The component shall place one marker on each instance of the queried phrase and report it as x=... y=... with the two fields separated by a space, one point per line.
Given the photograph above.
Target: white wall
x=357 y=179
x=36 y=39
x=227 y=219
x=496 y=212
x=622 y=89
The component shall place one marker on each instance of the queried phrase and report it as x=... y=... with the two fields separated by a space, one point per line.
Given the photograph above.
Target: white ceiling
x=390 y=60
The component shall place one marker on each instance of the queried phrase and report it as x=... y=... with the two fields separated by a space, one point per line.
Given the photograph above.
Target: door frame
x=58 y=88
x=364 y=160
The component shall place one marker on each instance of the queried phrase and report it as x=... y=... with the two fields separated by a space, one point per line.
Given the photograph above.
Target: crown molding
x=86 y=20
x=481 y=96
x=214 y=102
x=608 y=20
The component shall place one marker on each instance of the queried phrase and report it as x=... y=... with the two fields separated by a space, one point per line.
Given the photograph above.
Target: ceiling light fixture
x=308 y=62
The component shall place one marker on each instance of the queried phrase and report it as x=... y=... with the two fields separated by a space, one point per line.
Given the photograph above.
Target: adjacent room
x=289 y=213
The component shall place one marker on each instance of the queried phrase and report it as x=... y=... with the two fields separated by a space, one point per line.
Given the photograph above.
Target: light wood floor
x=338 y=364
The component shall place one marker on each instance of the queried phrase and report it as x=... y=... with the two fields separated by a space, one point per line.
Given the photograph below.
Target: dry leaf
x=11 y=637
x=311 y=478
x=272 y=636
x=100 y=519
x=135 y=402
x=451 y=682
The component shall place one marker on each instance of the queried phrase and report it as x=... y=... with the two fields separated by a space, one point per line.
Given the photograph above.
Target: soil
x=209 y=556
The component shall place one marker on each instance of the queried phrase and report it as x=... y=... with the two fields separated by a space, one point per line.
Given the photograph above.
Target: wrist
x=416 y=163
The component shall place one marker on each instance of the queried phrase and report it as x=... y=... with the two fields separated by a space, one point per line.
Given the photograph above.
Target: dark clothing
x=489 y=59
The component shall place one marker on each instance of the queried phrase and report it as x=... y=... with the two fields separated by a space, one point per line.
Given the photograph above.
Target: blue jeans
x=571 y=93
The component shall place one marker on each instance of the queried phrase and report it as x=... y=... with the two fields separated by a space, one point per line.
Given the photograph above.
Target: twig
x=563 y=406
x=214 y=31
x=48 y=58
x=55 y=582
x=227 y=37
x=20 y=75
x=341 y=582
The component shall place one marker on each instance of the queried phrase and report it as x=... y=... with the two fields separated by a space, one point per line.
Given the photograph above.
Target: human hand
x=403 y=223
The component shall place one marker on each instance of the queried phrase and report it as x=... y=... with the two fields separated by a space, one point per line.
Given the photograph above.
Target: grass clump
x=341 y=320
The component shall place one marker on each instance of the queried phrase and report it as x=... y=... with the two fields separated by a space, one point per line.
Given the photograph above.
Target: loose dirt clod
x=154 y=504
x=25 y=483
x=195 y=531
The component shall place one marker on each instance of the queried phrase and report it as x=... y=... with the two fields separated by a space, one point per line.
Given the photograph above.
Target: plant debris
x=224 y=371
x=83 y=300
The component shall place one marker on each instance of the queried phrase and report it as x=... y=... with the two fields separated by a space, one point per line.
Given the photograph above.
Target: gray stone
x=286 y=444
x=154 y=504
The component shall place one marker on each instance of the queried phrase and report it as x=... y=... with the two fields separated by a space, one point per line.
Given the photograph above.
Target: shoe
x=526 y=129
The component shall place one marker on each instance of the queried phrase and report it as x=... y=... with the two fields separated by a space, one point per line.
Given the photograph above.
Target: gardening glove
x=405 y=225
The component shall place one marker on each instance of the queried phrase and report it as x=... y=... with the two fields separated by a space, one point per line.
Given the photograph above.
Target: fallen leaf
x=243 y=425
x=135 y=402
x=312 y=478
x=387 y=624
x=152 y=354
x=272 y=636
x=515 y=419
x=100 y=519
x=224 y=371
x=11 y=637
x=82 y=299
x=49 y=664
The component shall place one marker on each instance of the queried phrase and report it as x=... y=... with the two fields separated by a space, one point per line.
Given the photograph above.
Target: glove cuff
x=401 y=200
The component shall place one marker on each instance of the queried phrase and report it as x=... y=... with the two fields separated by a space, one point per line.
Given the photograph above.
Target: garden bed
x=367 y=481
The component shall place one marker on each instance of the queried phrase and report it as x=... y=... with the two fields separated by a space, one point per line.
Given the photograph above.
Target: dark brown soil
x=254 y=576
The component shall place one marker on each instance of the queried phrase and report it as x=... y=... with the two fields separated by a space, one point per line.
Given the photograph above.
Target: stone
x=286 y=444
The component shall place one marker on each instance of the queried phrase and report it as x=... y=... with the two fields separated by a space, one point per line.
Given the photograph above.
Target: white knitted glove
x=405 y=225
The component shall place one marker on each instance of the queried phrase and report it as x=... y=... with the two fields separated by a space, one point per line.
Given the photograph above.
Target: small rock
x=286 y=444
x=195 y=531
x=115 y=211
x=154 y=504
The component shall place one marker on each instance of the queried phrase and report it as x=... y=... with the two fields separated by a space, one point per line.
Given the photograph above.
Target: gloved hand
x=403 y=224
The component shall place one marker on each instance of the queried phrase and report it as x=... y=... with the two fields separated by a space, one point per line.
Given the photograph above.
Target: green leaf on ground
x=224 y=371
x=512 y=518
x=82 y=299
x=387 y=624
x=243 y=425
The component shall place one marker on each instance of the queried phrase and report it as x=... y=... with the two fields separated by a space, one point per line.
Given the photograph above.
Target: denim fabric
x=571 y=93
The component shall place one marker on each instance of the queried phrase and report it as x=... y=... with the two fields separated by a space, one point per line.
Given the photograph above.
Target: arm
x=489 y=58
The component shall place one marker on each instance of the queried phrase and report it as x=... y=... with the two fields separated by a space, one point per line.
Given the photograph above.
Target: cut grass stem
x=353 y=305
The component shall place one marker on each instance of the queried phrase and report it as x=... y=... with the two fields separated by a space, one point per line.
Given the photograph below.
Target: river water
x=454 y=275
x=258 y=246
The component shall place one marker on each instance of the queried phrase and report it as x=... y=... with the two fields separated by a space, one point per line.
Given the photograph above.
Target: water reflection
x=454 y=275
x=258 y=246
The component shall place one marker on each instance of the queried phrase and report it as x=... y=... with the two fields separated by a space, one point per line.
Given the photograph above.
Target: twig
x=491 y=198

+-------+

### What is being asked
Copy all of the lines above word for word.

### Solution to this task
The component shall place one marker on each instance of the queried phrase and report it as x=... y=... with the two fields separated by a space, one point per line.
Given the photograph above.
Target: white wall
x=357 y=179
x=36 y=39
x=227 y=219
x=496 y=212
x=622 y=89
The component shall place one marker on each instance of the queried phrase and report it as x=... y=... with the two fields separated by a space, one point per line.
Given the photograph above.
Target: white ceiling
x=390 y=60
The component shall place one marker on each instance of the queried phrase and report it as x=... y=... with the two fields separated by a space, one point per line.
Given the photograph above.
Target: door frame
x=58 y=88
x=364 y=160
The component shall place one marker on each instance of the queried phrase and report it as x=... y=... with the two fields separated by a space, one point per line.
Given the photograph above.
Target: crown molding
x=86 y=20
x=481 y=96
x=214 y=102
x=608 y=20
The component shall place one marker on each instance of the queried phrase and report it as x=... y=... with the two fields separated by a space, one point per line.
Given the photograph above.
Target: ceiling light fixture
x=308 y=62
The component shall place one marker on each instance of the queried phrase and report it as x=... y=... with the two fields separated by a space, one point per line.
Given the photograph above.
Target: adjacent room
x=289 y=213
The component shall place one marker on each instance of the queried phrase and report it as x=... y=... with the two fields separated by a space, one point per line.
Given the photograph above.
Target: light wood floor
x=338 y=364
The component shall place one marker on each instance of the queried phrase and report it as x=... y=... with the two fields separated by a space, one point per line.
Given the photograph below.
Target: dry leaf
x=11 y=637
x=311 y=478
x=272 y=636
x=100 y=519
x=135 y=402
x=451 y=682
The component shall place one marker on each instance of the queried phrase and report it as x=... y=... with the two fields separated by a space, one point per line.
Given the photograph above.
Target: soil
x=209 y=556
The component shall place one marker on each instance of the queried phrase and report it as x=... y=... with the two fields separated by a space, one point per line.
Given the photograph above.
Target: wrist
x=416 y=163
The component shall place one marker on each instance of the queried phrase and report it as x=... y=... with the two fields separated by a space, one point per line.
Given the photograph above.
Target: dark clothing
x=489 y=59
The component shall place one marker on each instance of the queried phrase and report it as x=... y=... with the two fields separated by a space, one point per line.
Given the photograph above.
Target: blue jeans
x=571 y=93
The component shall place one marker on each instance of the queried phrase and report it as x=... y=... with the two fields separated by a space, one point per line.
Given the photograph above.
Target: twig
x=563 y=406
x=214 y=31
x=48 y=58
x=55 y=582
x=227 y=37
x=20 y=75
x=341 y=582
The component shall place one marker on each instance of the queried phrase and report it as x=... y=... with the two fields separated by a space, one point per line.
Given the photograph above.
Target: human hand
x=403 y=223
The component shall place one marker on each instance of the queried phrase and report it as x=... y=... with the two fields separated by a space, one point per line.
Given the photograph above.
Target: grass clump
x=341 y=320
The component shall place one marker on each instance of the queried phrase and report it as x=... y=... with the two fields separated by a space, one point per line.
Given the photograph above.
Target: loose dirt clod
x=154 y=504
x=25 y=483
x=195 y=531
The component shall place one marker on each instance of the queried phrase and report it as x=... y=... with the two fields separated by a space, one point per line.
Given the photograph above.
Target: plant debris
x=224 y=371
x=83 y=300
The component shall place one marker on each instance of the queried phrase and report it as x=... y=... with the two fields separated by a space, one point per line.
Given the photograph above.
Target: gray stone
x=286 y=444
x=154 y=504
The component shall place one marker on each instance of the queried phrase and report it as x=... y=... with the two fields separated by a space, one point per line.
Given the photograph above.
Target: shoe
x=526 y=129
The component shall place one marker on each instance of the queried phrase and report it as x=... y=... with the two fields separated by a space, one point per line.
Given the photograph above.
Target: gardening glove
x=405 y=225
The component shall place one marker on each instance of the queried phrase and report it as x=... y=... with the two fields separated by a space, one point per line.
Given the photograph above.
Target: fallen leaf
x=243 y=425
x=135 y=402
x=312 y=478
x=387 y=624
x=152 y=354
x=272 y=636
x=515 y=419
x=100 y=519
x=224 y=371
x=11 y=637
x=82 y=299
x=49 y=664
The component shall place one marker on each instance of the queried phrase and report it as x=... y=... with the two fields separated by a space, one point per line.
Given the photograph above.
Target: glove cuff
x=401 y=200
The component shall place one marker on each instance of the queried phrase and report it as x=... y=... with the two fields separated by a space, one point per line.
Given the photograph above.
Target: garden bed
x=367 y=481
The component shall place one marker on each instance of the queried phrase and report it as x=... y=... with the two fields separated by a space, one point per line.
Given the photograph above.
Target: dark brown soil
x=254 y=576
The component shall place one marker on each instance of the queried phrase and report it as x=... y=... with the two fields separated by a space, one point per line.
Given the photograph above.
Target: stone
x=286 y=444
The component shall place one marker on each instance of the queried phrase and report it as x=... y=... with the two fields separated by a space, one point per line.
Given the photograph above.
Target: white knitted glove
x=405 y=225
The component shall place one marker on each instance of the queried phrase and report it as x=... y=... with the two fields separated by a space, one point per line.
Given the photograph above.
Target: small rock
x=286 y=444
x=195 y=531
x=115 y=211
x=154 y=504
The component shall place one marker on each instance of the queried phrase and report it as x=... y=... with the two fields separated by a space, one point per line.
Given the photograph above.
Target: gloved hand
x=403 y=224
The component shall place one marker on each instance of the queried phrase and report it as x=... y=... with the two fields separated by a space, one point per line.
Given the photograph above.
Target: green leaf on ground
x=224 y=371
x=512 y=518
x=82 y=299
x=387 y=624
x=243 y=425
The component shall place one marker on each instance of the queried phrase and report it as x=... y=... with the two fields separated by a space, one point per line.
Given the photograph above.
Target: denim fabric
x=571 y=93
The component shall place one marker on each instance of the queried phrase and report it as x=... y=... with the two fields separated by a space, one point per line.
Given the photograph above.
Target: arm
x=489 y=58
The component shall place one marker on each instance of the queried phrase and report it as x=... y=... with the two fields separated by a space, one point per line.
Given the photograph above.
Target: cut grass stem
x=353 y=305
The component shall place one marker on each instance of the queried phrase and report it as x=... y=... with the two fields separated by a space, one point per line.
Given the photograph below.
Target: river water
x=454 y=275
x=258 y=246
The component shall place one marker on each instance of the queried phrase and report it as x=... y=... with the two fields separated by a space, one point per line.
Given the photograph above.
Target: water reflection
x=454 y=275
x=258 y=246
The component shall place one marker on each instance of the queried phrase and report it as x=... y=... with the two fields separated by a space, one point per line.
Given the photograph above.
Target: twig
x=491 y=198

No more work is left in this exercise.